_TRY IT:_
Output all of the material once more, so that every line matches the original exactly.

___ SOURCE INFORMATION

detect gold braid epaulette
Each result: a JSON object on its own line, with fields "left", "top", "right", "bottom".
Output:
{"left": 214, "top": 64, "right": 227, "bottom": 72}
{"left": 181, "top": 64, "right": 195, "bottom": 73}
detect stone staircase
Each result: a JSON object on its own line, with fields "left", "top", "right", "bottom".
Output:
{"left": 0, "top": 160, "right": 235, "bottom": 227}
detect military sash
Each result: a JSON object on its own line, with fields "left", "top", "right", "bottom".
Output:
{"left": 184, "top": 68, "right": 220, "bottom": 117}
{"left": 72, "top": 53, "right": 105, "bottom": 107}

______

_ANSWER TO THIS TASK:_
detect gold braid epaulette
Each result: a JSON object on its own line, with fields "left", "top", "right", "bottom".
Output:
{"left": 214, "top": 64, "right": 227, "bottom": 72}
{"left": 181, "top": 64, "right": 195, "bottom": 73}
detect stone staircase
Each result: a JSON object on its own line, with fields "left", "top", "right", "bottom".
Output:
{"left": 0, "top": 160, "right": 235, "bottom": 227}
detect military sash
Each result: a JSON object on its own line, with fields "left", "top", "right", "bottom".
Output:
{"left": 184, "top": 68, "right": 220, "bottom": 117}
{"left": 72, "top": 53, "right": 105, "bottom": 107}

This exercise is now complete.